> **EXERCISE GOAL**
Repeat the lines of the listing below exactly, starting at the line that contains "the suv tire" and running through the last line, both included, and only those.

Point annotation records:

◆ ◆ ◆ ◆ ◆ ◆ ◆

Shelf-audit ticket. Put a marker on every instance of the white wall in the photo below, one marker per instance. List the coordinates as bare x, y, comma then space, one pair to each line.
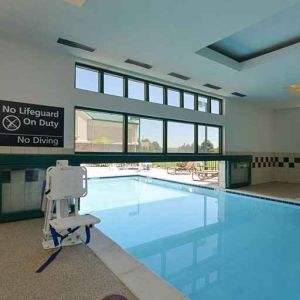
287, 130
33, 75
249, 127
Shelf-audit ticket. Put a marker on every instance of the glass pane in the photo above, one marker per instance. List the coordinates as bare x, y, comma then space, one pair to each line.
87, 79
201, 139
202, 103
98, 132
145, 135
213, 142
136, 89
188, 100
156, 94
173, 98
180, 137
113, 85
215, 106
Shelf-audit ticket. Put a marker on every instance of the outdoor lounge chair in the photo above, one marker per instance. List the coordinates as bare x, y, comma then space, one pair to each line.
204, 172
181, 168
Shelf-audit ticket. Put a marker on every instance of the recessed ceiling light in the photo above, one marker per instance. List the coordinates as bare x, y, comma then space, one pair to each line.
295, 87
238, 94
75, 45
138, 63
211, 86
76, 2
183, 77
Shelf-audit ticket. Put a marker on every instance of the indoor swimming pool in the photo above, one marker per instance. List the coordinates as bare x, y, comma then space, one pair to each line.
208, 244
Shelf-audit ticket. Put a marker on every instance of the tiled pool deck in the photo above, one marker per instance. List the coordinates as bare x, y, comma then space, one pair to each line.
140, 282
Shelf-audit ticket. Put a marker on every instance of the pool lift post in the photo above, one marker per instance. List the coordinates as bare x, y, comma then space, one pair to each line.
65, 185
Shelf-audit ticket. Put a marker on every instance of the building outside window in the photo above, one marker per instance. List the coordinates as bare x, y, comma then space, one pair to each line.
98, 131
145, 135
180, 137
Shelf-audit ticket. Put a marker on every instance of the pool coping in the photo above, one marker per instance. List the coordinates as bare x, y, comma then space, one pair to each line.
141, 281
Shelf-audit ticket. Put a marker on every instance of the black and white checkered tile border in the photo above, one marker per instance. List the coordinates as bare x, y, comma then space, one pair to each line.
270, 162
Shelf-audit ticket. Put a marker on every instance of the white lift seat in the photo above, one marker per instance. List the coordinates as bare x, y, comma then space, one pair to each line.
65, 185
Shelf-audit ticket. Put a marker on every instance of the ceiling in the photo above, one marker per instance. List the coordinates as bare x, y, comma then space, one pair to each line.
165, 34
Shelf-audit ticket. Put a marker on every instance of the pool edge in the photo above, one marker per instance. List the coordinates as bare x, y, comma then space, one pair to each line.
140, 280
218, 189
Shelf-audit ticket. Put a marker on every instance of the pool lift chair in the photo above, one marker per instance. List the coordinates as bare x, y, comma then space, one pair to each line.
64, 187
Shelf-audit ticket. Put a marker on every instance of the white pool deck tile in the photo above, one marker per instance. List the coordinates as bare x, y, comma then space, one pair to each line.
283, 191
143, 283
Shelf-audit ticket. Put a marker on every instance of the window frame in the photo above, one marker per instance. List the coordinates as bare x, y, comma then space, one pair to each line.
89, 68
146, 84
112, 74
220, 128
165, 135
148, 118
182, 122
165, 87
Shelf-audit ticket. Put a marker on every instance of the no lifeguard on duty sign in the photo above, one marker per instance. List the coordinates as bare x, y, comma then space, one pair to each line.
25, 124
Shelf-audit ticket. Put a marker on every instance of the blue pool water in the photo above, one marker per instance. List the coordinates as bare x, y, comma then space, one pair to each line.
210, 245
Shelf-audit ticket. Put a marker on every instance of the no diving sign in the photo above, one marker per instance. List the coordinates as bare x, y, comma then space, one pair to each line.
23, 124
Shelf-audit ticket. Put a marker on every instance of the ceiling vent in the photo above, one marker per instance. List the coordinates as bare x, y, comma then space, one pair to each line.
138, 63
182, 77
211, 86
75, 45
238, 94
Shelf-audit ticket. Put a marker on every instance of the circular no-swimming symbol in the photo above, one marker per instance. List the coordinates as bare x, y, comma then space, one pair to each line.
11, 123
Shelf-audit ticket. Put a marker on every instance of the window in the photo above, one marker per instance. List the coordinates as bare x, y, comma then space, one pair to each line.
208, 139
98, 131
173, 97
188, 100
113, 85
136, 89
156, 94
145, 135
215, 107
87, 79
201, 139
213, 139
180, 137
202, 103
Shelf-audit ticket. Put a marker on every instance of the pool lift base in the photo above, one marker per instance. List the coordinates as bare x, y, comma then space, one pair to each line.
65, 185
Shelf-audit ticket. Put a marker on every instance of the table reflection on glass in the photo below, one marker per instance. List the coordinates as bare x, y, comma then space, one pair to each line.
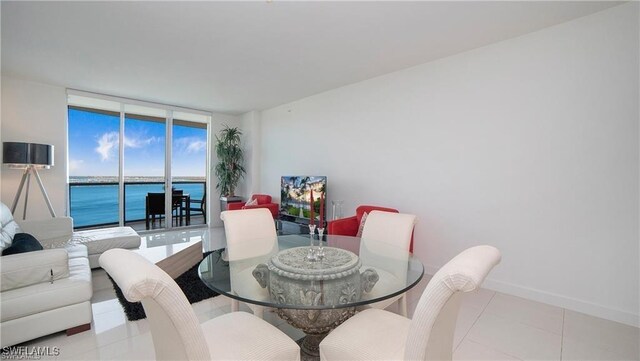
314, 296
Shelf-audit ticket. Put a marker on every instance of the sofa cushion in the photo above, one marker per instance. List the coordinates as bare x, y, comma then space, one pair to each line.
47, 296
100, 240
25, 269
51, 232
22, 243
8, 227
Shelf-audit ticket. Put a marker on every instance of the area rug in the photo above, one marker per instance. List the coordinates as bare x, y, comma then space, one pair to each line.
189, 282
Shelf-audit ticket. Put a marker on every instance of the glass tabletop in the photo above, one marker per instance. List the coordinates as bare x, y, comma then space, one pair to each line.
353, 272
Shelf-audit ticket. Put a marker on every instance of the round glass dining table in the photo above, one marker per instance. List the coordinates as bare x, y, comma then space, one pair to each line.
314, 295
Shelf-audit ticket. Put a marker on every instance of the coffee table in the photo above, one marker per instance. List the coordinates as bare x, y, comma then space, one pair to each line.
175, 252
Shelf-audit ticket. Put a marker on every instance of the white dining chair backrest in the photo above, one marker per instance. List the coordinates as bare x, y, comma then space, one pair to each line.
432, 327
392, 228
174, 326
250, 233
385, 242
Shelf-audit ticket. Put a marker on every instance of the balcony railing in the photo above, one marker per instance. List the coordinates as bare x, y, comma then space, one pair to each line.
95, 204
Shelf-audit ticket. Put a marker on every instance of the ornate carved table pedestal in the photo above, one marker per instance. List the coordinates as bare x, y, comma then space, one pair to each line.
332, 282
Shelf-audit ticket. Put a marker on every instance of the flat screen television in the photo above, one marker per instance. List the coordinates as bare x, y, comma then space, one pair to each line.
295, 198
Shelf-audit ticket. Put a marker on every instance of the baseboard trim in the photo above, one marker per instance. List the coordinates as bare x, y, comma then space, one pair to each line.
553, 299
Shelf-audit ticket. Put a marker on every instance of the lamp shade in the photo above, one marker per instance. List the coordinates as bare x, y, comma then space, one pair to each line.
18, 153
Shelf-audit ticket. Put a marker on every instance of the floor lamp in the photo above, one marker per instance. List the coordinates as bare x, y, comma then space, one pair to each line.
30, 157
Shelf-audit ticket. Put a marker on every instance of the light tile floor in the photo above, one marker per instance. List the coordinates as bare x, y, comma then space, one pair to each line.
491, 326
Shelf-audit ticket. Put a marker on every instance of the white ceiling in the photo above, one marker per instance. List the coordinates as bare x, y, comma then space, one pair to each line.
233, 57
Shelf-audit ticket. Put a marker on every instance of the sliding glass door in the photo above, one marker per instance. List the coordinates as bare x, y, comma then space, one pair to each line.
121, 164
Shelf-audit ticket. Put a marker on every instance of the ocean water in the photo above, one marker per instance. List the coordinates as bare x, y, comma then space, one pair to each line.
98, 203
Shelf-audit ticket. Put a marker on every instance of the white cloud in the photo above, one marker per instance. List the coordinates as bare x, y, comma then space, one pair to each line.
190, 145
108, 144
75, 164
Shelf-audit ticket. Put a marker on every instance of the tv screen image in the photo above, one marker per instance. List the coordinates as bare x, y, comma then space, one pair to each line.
295, 197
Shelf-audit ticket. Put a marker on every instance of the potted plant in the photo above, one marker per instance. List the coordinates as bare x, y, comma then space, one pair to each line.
230, 168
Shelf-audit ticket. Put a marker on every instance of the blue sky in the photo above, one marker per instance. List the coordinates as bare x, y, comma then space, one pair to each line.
93, 147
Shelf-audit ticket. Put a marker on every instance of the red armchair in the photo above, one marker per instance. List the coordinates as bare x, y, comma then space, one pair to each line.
264, 201
349, 226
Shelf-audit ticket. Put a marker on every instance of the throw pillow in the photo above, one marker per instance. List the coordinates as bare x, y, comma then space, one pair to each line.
23, 242
361, 228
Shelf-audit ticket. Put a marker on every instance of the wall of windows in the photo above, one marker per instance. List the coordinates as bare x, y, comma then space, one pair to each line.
124, 154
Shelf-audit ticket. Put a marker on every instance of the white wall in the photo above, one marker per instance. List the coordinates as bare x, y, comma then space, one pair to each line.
530, 145
37, 113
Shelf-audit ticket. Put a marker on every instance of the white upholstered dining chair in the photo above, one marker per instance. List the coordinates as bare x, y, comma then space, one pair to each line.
376, 334
176, 332
251, 237
393, 231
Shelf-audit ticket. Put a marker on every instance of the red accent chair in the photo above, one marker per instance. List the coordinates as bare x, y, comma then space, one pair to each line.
264, 201
349, 226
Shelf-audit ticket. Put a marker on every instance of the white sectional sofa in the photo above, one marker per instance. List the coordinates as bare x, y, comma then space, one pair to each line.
43, 292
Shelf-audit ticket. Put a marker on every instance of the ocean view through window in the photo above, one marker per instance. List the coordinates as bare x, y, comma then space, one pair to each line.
100, 196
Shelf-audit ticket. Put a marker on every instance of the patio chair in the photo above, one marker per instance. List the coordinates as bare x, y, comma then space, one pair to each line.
155, 207
199, 205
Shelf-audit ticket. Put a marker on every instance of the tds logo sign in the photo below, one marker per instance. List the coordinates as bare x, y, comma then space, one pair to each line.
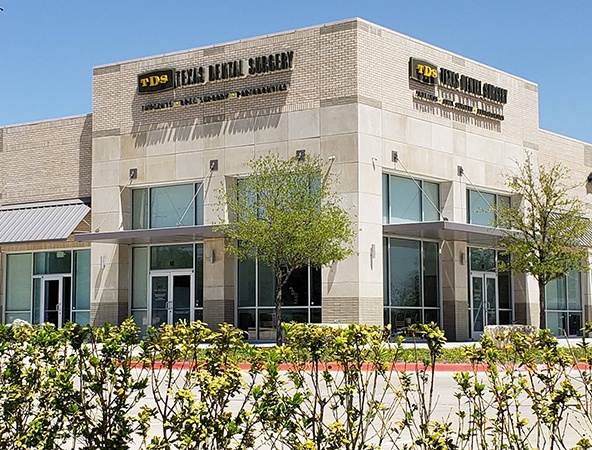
159, 80
423, 71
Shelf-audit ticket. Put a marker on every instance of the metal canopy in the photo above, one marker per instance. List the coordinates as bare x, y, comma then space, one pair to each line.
150, 236
447, 231
40, 222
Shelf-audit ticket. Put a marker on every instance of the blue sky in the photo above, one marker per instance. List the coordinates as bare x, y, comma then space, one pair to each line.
49, 47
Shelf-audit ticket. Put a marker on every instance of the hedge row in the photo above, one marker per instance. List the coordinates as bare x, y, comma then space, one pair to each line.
184, 387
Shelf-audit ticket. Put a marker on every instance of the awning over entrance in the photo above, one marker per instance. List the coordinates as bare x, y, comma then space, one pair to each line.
447, 231
151, 236
41, 221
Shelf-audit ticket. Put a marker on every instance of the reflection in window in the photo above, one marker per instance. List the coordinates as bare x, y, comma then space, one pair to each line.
411, 277
68, 270
301, 297
564, 305
159, 262
167, 206
480, 204
407, 200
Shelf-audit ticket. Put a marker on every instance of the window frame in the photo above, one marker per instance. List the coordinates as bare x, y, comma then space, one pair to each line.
389, 308
197, 200
480, 194
424, 204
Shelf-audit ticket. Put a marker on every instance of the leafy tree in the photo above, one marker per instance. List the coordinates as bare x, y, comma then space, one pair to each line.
287, 215
543, 233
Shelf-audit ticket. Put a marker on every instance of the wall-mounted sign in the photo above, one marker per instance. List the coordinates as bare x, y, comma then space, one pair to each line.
156, 81
188, 101
161, 80
423, 71
427, 73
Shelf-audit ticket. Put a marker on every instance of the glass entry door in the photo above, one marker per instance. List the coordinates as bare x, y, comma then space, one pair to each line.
54, 295
483, 302
171, 297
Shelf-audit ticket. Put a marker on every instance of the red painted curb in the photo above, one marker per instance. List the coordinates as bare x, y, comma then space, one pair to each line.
334, 367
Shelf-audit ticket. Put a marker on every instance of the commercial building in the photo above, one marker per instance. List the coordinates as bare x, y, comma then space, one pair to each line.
110, 214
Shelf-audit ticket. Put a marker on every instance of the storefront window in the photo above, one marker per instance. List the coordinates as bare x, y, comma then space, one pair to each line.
48, 287
480, 207
167, 206
301, 297
564, 305
412, 293
407, 200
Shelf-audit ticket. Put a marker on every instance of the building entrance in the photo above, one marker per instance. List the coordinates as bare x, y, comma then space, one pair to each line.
52, 299
171, 297
484, 295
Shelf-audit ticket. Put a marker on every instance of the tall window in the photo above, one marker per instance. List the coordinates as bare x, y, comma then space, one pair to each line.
411, 283
49, 286
167, 206
406, 200
479, 207
564, 305
301, 298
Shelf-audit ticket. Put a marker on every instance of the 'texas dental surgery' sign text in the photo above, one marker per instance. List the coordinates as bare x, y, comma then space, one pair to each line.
165, 79
427, 73
487, 101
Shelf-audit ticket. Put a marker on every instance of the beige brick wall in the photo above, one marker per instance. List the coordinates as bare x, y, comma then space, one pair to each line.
324, 69
45, 161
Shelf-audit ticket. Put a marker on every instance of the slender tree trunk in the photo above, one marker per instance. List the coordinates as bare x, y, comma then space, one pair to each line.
279, 334
542, 306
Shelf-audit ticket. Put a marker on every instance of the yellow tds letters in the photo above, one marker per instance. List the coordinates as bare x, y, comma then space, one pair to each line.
154, 80
426, 71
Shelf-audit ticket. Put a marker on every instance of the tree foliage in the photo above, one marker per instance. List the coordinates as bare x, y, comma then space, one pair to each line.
544, 232
287, 215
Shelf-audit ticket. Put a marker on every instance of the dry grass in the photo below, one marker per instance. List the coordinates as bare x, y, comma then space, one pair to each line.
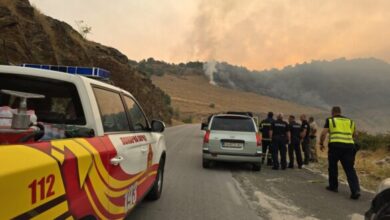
193, 95
369, 171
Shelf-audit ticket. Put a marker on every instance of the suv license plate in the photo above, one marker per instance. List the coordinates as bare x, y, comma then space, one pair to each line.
233, 145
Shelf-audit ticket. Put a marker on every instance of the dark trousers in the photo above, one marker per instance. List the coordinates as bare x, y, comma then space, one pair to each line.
279, 145
295, 147
306, 150
346, 155
267, 146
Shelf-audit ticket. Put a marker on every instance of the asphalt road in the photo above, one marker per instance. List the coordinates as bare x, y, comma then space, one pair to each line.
233, 191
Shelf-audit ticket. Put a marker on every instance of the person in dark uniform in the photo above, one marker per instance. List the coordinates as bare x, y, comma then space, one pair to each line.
280, 137
341, 148
265, 126
294, 146
305, 139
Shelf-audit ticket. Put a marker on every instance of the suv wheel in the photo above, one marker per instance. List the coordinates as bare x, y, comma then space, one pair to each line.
256, 166
206, 164
155, 192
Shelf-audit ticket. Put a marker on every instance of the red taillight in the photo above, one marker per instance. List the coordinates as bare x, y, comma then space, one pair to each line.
206, 137
258, 139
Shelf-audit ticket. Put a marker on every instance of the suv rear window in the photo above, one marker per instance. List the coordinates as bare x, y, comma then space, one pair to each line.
232, 123
61, 104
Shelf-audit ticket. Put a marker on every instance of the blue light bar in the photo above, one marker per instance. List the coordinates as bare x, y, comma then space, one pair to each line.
86, 71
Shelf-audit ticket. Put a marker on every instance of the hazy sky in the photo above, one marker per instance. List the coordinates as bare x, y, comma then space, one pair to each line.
254, 33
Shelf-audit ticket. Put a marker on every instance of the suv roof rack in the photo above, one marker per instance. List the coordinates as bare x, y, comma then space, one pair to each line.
92, 72
250, 114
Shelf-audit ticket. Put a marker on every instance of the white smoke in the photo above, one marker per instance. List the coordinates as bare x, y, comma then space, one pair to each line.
209, 68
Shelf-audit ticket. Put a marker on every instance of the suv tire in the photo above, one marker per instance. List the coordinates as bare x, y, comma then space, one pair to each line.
155, 192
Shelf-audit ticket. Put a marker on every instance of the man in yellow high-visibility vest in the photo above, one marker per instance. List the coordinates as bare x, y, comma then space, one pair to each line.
341, 148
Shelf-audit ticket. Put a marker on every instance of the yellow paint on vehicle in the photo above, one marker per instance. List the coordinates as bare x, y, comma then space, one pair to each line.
53, 212
19, 167
84, 157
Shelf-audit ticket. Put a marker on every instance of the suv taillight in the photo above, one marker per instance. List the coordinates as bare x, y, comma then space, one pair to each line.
258, 139
206, 137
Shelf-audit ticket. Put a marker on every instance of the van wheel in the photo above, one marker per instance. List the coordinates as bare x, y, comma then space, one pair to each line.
206, 164
155, 192
256, 166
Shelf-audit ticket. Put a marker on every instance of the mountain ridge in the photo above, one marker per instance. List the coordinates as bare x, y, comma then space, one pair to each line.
28, 36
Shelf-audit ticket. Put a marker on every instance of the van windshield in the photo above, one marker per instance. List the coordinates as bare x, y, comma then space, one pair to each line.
233, 123
61, 104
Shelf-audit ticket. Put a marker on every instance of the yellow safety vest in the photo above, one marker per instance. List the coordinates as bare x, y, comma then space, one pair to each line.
341, 130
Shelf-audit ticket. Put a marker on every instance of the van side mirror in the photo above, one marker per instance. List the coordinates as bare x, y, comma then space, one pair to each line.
158, 126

◆ ◆ ◆ ◆ ◆ ◆ ◆

> **EXERCISE ANSWER**
Shelf-audit ticket. Put a marker on every instance of the suv tire in the photo above, one marker per instance. List the coordinates as bare x, y, comma then space, one pair to each line.
155, 192
Shelf-audit ticket. Put a marker on every instance of the man in yellow high-visibility vest in the photo above, one marker per instance. List the coordinates as bare x, y, comma then space, one pair to each line.
341, 148
Shelf-audit ticket. Put a marker on every instance of the yellow paint on vehicle in the photo above, one marker per instance. List the coordinates as bare x, y, comma then space, one pair to each line.
53, 212
19, 167
84, 157
Shelf-audit ticket. Put a marker on every instance of the suv taillight in the photo above, one marker per instance. List the coordinates as bare x, y, comma then space, one pair to each line.
258, 139
206, 137
Shelf-audit ticket. Put a marker on every instance of the van wheel in the photo above, one marker per instance. List the coordinates as bare x, y, comma then space, one pair to each line.
206, 164
155, 192
256, 166
Shelf-audit ticket. Put a marker on every instance of the mountain ridge in the photo above, one marker per instance. List the coordinates as bare x, y, comma then space, one pair to each line.
28, 36
Shelf-audit ticket. Put a marker on every instance of the van windshield in the photo above, one marker per instance. List the coordinates as bare x, y, comma then space, one pair to each line.
233, 123
61, 104
Shelf-audit ticket. Put a marker on every instance of the yellow safety vest in the photo above, one marker per instance. List the coordinates as bare x, y, comma then space, one pair to each line.
341, 130
Shelf-audit ticket. Put a marker on every instance of the van side mirror in the photo above, one marker per instance. List the coordinates as bare x, y, comma then space, one pair to each line.
158, 126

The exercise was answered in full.